Even as kids, we were drawn into the freedom movement. In school, we used to hear slogans being shouted outside, gunshots being fired. Satyagrahis used to come into the school and we used to help them hide. Our teachers used to tell us about the ongoing struggle. It became part of our education.
In 1947, I did my matriculation and joined college. The whole focus was on rebuilding the nation. We were a generation that had no confusion in our minds as to how to do things. Gandhiji had shown the way. He had given the direction for Rashtra Nirmaan. My mother, Vanalila Vyas, was a staunch nationalist, and very progressive. She was also secretary of the All India Women’s Conference. My father, Sumantrai Bhatt, came from a family of lawyers and was a lawyer himself.
I completed law and joined Textile Labour Association (TLA), founded by Gandhiji. Ahmedabad was a newly growing textile town. Its women workers, carrying reams of cloth on head, were being exploited. They came to TLA. We fought for their higher wages.
Seeds of SEWA
Working at TLA, I used to go to the labour court as a young lawyer. I saw how the relationship between the malik (owner) and the mazdoor (labourer) could be more conciliatory. I became aware of the principal of trusteeship, and realised how we are all trustees to society. The capitalist is also a trustee. This is the practical and also spiritual way to live together.
Also, while there were state laws to protect industrial workers, there was nothing for the self-employed women, supplementing the incomes of their families. We fought for their rights, even created a cooperative bank for them. SEWA was born as a women’s collective that worked outside the textile mills and other formalised sources of income—something that was out of TLA’s purview. We found that poor women in Ahmedabad were not just domestic workers. They conducted a variety of businesses—as hawkers, vendors, labourers—and yet were not being represented in India’s economy. My work at SEWA has helped me see a lot of positive things over the years. Given an opportunity, I see, how they cut off their shackles and grow.
Breaking the Shackles
My early days in the labour court were tense—as a woman lawyer with a stammer. The slightest comment about my clothes or my short height would upset me, and I would begin to stammer. There were hardly any women in court. Sometimes I was the only woman present, but the atmosphere at that time developed us. As women we kept our maryada and did what needed to be done for the nation. Overall, the public life at that time was safe, encouraging and appreciative. I have dealt with this in my memoirs, We Are Poor But So Many.
Inequality, Insecurity, Scepticism
Inequality seems to have grown in society. The poor may not have become poorer, but their vulnerability has increased. Real freedom continues to elude them. Poverty is violence with the consent of society. Unless primary needs of society—roti, kapada aur makaan—are satisfied for everyone, we have not achieved swaraj. We need to learn how to decentralise power and also resources. We have to create an Indian model of development. The whole struggle for swaraj is still going on.
The class divisions continue to exist. They start from the school level itself. Those who have money and can afford good education continue to have access to a better life. They then become part of the ruling class, perpetuating the inequality.

» Instructions for the task: Write more of the memoir about the freedom movement and SEWA, starting right after its last sentence. The data that comes next is from a different source.

» Dataset content:

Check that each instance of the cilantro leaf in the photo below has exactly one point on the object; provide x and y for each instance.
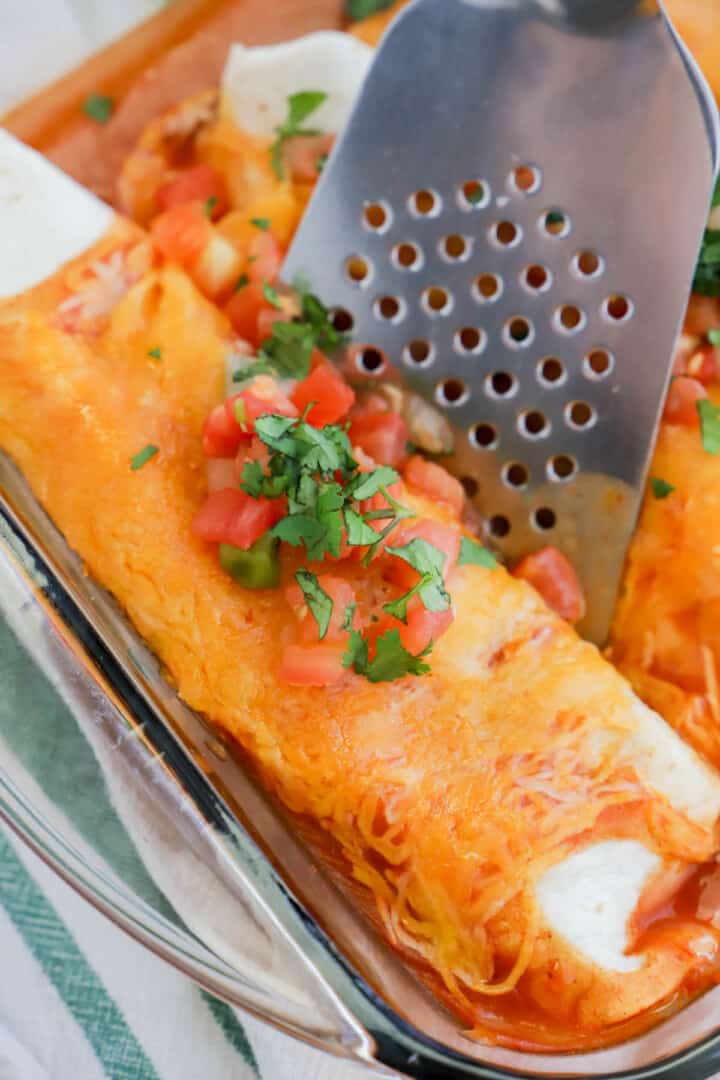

» Output for this exercise:
Though the times have changed and the country is moving in a different direction now, Gandhi’s values are still alive and as valid now as they were during the freedom struggle. There are a lot of differences between this (present-day) India and that India, a lot of good things have happened and are still happening in terms of growth and development but there is still the general atmosphere of insecurity: an all-encompassing sense of being taken for a ride. It is difficult to decide whom to trust as one gets cheated over little things. You cannot trust a book, a research finding, a drug or even a public speech.
Future belongs to the Young
I interact with the youth on a regular basis. My grandchildren also provide me a window to the life of the young. Today’s youth are definitely not as naïve as we used to be at their age. They are impatient and therefore intolerant. They do not have faith in the process of things. We cherished the values of idealism. Even they are idealistic in their own way and want to do something for the country.
Each and every youth wants to know about poverty and inequality. They want to know what they can do to help. But they are not getting any answers. The answers are not coming from anyone—not from parents, not from teachers, not from religious heads or from politicians.
They ask me also. I tell them, “Go and find your answers. Go out and talk to the fields. Talk to the trees. Talk to the grass. Talk to people. You will find your answer.” Every living being out there has the answer. We are all bound to each other. This is called ‘Anubandh’ (also the name of Bhatt’s second book). Everything is correlated.
It is disturbing how the young are getting disillusioned. One day, a young boy came back from school with a sheet of paper that talked of different ways of committing suicide. Look at games like Blue Whale. Why are the children getting drawn to them? Who created this game? Why do people produce weapons; do R&D to produce more and more lethal weapons? We have to correlate the impact of our action on society and on mother earth. The world is sustained by the sum of all our correlated actions. Together we form the world. Like oceanic circles, or the rooting branches of the great banyan tree, we are bound to each other and to the land.